* **What you should do**
Could you repeat the data word for word while skipping the pictures?

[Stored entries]

────────

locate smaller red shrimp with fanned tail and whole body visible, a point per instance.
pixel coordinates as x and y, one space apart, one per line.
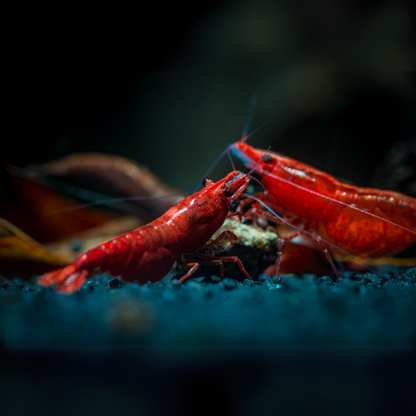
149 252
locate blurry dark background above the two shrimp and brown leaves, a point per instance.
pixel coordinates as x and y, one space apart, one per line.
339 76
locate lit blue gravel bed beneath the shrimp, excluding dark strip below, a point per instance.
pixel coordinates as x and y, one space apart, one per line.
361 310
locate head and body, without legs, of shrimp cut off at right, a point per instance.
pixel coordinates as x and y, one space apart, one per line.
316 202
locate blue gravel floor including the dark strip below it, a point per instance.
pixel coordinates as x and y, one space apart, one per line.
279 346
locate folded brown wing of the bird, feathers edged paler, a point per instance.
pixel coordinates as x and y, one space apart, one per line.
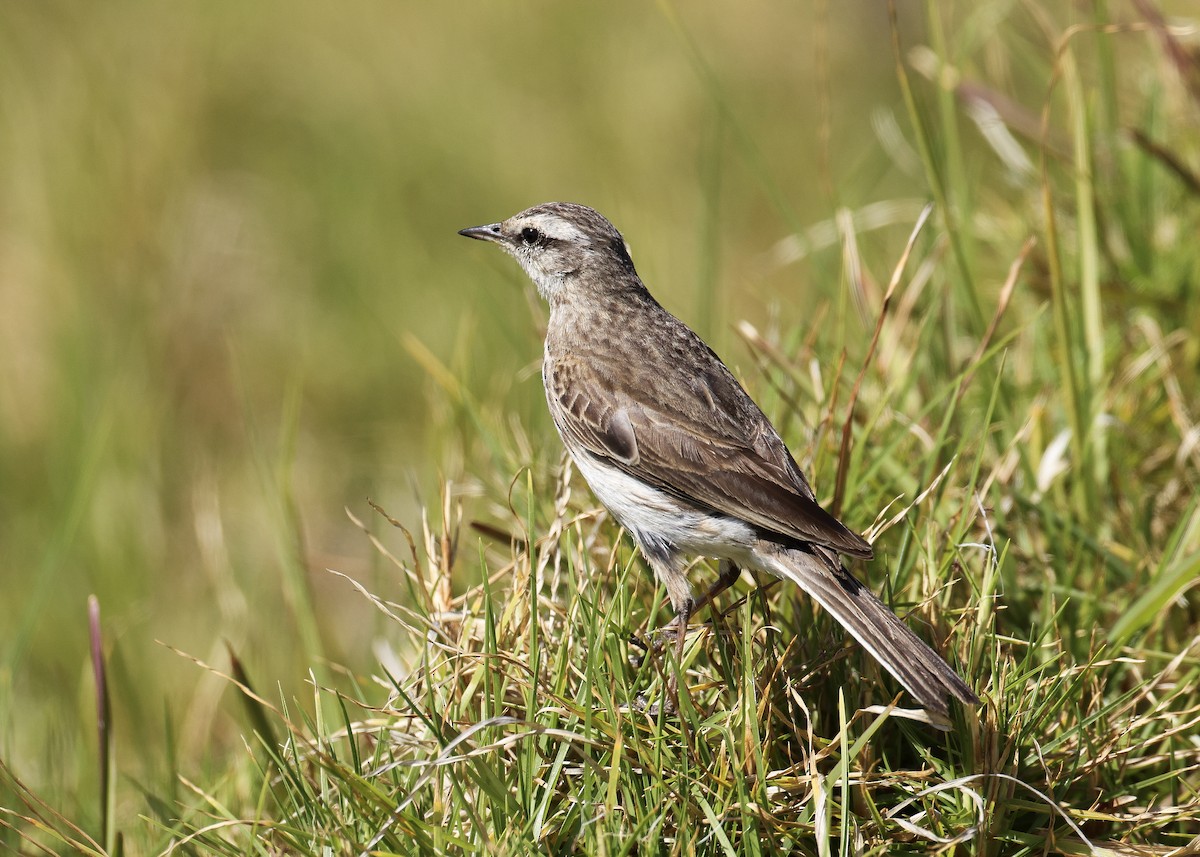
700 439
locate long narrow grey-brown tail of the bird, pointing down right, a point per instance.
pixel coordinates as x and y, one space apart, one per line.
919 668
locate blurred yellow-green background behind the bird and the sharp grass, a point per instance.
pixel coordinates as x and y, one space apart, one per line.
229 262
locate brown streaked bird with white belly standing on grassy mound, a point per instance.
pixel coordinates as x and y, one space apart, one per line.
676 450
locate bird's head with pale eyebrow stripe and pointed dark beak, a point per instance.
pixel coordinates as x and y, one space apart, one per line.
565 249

────────

* **Your solution**
locate smaller red shrimp with fanned tail and whole body visible, a point per instance.
pixel coordinates as x and y, one space apart, one per line.
149 252
locate blurry dark background above the two shrimp and brown leaves, a point per instance.
pixel coordinates as x and y, one space apart, one per line.
339 76
locate lit blue gravel bed beneath the shrimp, excluding dark strip below, a point per instance.
pixel coordinates as x and y, one space apart, one per line.
361 310
locate head and body, without legs, of shrimp cut off at right, a point per instance.
pixel coordinates as x and y, one space apart, one per line.
316 202
locate blue gravel floor including the dark strip below it, a point per instance.
pixel coordinates as x and y, one space apart, one per line.
279 346
locate folded brown wing of the bird, feathers edged paler, a point per instance.
pixel coordinates as x and y, one space apart, one per line.
700 439
locate long narrow grey-brown tail of the bird, pointing down right, a point per instance.
pixel coordinates as x and y, one space apart, one per line.
919 668
locate blurred yellow-green background behind the bird and the sharp grass, a point per instance.
pixel coordinates as x and y, one space apart, one per line.
229 262
locate brown streaked bird with white belly standing on grassy mound, a point per instance.
pixel coordinates as x and y, one space apart, one per line.
676 450
locate bird's head with pale eyebrow stripe and pointed dark beak, a point per instance.
pixel coordinates as x and y, one space apart, one per line.
565 249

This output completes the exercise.